#### Vorliegender Auszug:
---+---

Im Moment ist das aber nicht so. Fertig.


----------



## nopain-nogain (4. März 2011)

sag ich ja de ganze zeit... sobald ich in summe schneller bin nimm ich mehrgewicht in kauf... aber ich hab noch nie wegen hohem sattel langsam machen muessen


----------



## MTB-News.de




----------



## onlyforchicks (6. März 2011)

Ich hab die Lösung für das Problem!!!

Da wir CC-Fahrer ja eh immer nur im Wiegetritt fahren und mit hohem Sattel eh nicht den Berg runterkommen, könnten wir den Sattel samt Stütze ja einfach weglassen.
Berg runter - riesige Freiheit und gleichzeitig bergauf noch mindestens 300 gramm Gewicht gespart.

Soweit mein Beitrag zur sachlichen Diskussion.


----------



## nopain-nogain (6. März 2011)

/signed!
aber ich wuerde dann noch die bremse weg lassen. bergab laufen wir ja eh besser


----------



## onlyforchicks (6. März 2011)

nopain-nogain schrieb:


> /signed!
> aber ich wuerde dann noch die bremse weg lassen. bergab laufen wir ja eh besser


 

Das eröffnet völlig neue Tuningperspektiven......


----------



## Renn Maus (7. März 2011)

theworldburns schrieb:


> hat niemand behauptet.
> 
> 
> wieso entkräftet regenfall nun die fahrphysik?



Regenfall entkräftet nicht die Fahrpysik, nur wenn die Haftgrenze soweit herabgesetz wird, dass die Kraft für Lenk-, Brems-, und Ausgleichskräfte nicht mehr an den Untergrund übertragen werden können, hilft auch keine abfahrtstauglichere Sitzposition.


Ich verstehe auch nicht, warum wir hier 5 Seiten lang darüber diskutieren.
Fakt ist doch, dass man mit einem abgesenkten Sattel prinzipiell in der Abfahrt das Rad besser dirigieren kann.
Fakt ist aber auch das die Fahrer die vorne fahren die Downhills schnell bewältigen können. Schnell genug um den Rest abzuhängen (sowohl im Hobby- als auch Profibereich). Der Rest könnte auch so abfahren, wenn die Fahrtechnik stimmt.

Stimmt die Fahrtechnik nicht, kann sich der Pilot mit techn. Hilfsmitteln wie der absenkbaren Sattelstütze helfen, was aber vielleicht garnicht sein primäres Ziel ist, da er die Hauptzeit im Anstieg verliert und einfach insg. kein so vollständiger Fahrer ist.

---+---

#### Eingabezeilen:
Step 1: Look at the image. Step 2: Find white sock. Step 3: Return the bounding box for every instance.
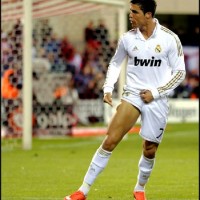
[134,155,155,191]
[79,146,112,195]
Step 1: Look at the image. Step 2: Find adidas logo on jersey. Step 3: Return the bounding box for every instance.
[134,56,161,67]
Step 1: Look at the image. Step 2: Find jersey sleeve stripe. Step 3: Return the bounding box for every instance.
[158,71,185,93]
[161,26,183,56]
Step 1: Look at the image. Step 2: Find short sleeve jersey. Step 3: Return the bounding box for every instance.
[103,19,185,98]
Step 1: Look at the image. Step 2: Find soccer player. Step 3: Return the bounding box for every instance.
[64,0,185,200]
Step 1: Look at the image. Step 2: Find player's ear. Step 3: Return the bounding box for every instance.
[145,12,152,19]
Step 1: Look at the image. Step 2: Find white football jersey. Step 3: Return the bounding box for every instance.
[103,19,185,99]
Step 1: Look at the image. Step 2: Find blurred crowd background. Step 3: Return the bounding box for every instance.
[1,10,199,137]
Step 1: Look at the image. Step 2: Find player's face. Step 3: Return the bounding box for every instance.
[129,3,146,29]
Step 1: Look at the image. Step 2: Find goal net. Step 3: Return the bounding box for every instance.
[1,0,126,140]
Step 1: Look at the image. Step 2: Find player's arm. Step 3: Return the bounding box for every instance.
[103,36,127,106]
[151,36,186,99]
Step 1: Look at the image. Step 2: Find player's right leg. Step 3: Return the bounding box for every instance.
[65,100,140,200]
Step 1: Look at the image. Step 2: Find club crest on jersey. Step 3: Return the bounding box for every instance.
[132,46,138,51]
[134,56,161,67]
[155,44,162,53]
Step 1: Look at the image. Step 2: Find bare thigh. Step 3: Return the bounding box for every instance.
[102,100,140,151]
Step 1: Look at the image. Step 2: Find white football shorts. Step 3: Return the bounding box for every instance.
[122,91,169,143]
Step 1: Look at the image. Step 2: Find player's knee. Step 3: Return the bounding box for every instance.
[102,136,118,152]
[143,143,158,159]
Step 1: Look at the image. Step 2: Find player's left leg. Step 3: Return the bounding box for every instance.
[134,140,159,200]
[134,99,168,200]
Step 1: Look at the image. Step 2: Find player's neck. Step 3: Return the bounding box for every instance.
[140,19,156,39]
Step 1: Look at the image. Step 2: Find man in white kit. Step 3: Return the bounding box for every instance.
[64,0,185,200]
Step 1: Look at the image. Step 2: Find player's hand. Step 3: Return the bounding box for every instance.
[140,90,153,103]
[103,93,113,106]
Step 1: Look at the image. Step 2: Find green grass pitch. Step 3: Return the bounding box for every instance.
[1,123,199,200]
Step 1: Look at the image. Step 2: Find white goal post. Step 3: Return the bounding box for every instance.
[1,0,127,150]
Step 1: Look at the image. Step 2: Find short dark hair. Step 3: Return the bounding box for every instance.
[130,0,157,17]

---+---

#### Erforderliche Schritte:
1. Nenne jeden Benutzernamen, der im Forumsauszug über die Sattelhöhe als Überschrift eines Beitrags mit Datum steht. Führe jeden Namen nur einmal auf.
2. Schreibe aus den Eingabezeilen den Abschnitt von der Zeile mit „white football jersey.“ bis zum Ende der Eingabezeilen wortgetreu ab, beide Enden eingeschlossen.

#### Antwortliste:
1.
nopain-nogain
onlyforchicks
Renn Maus

2.
Step 1: Look at the image. Step 2: Find white football jersey. Step 3: Return the bounding box for every instance.
[103,19,185,99]
Step 1: Look at the image. Step 2: Find blurred crowd background. Step 3: Return the bounding box for every instance.
[1,10,199,137]
Step 1: Look at the image. Step 2: Find player's face. Step 3: Return the bounding box for every instance.
[129,3,146,29]
Step 1: Look at the image. Step 2: Find goal net. Step 3: Return the bounding box for every instance.
[1,0,126,140]
Step 1: Look at the image. Step 2: Find player's arm. Step 3: Return the bounding box for every instance.
[103,36,127,106]
[151,36,186,99]
Step 1: Look at the image. Step 2: Find player's right leg. Step 3: Return the bounding box for every instance.
[65,100,140,200]
Step 1: Look at the image. Step 2: Find club crest on jersey. Step 3: Return the bounding box for every instance.
[132,46,138,51]
[134,56,161,67]
[155,44,162,53]
Step 1: Look at the image. Step 2: Find bare thigh. Step 3: Return the bounding box for every instance.
[102,100,140,151]
Step 1: Look at the image. Step 2: Find white football shorts. Step 3: Return the bounding box for every instance.
[122,91,169,143]
Step 1: Look at the image. Step 2: Find player's knee. Step 3: Return the bounding box for every instance.
[102,136,118,152]
[143,143,158,159]
Step 1: Look at the image. Step 2: Find player's left leg. Step 3: Return the bounding box for every instance.
[134,140,159,200]
[134,99,168,200]
Step 1: Look at the image. Step 2: Find player's neck. Step 3: Return the bounding box for every instance.
[140,19,156,39]
Step 1: Look at the image. Step 2: Find man in white kit. Step 3: Return the bounding box for every instance.
[64,0,185,200]
Step 1: Look at the image. Step 2: Find player's hand. Step 3: Return the bounding box for every instance.
[140,90,153,103]
[103,93,113,106]
Step 1: Look at the image. Step 2: Find green grass pitch. Step 3: Return the bounding box for every instance.
[1,123,199,200]
Step 1: Look at the image. Step 2: Find white goal post. Step 3: Return the bounding box for every instance.
[1,0,127,150]
Step 1: Look at the image. Step 2: Find short dark hair. Step 3: Return the bounding box for every instance.
[130,0,157,17]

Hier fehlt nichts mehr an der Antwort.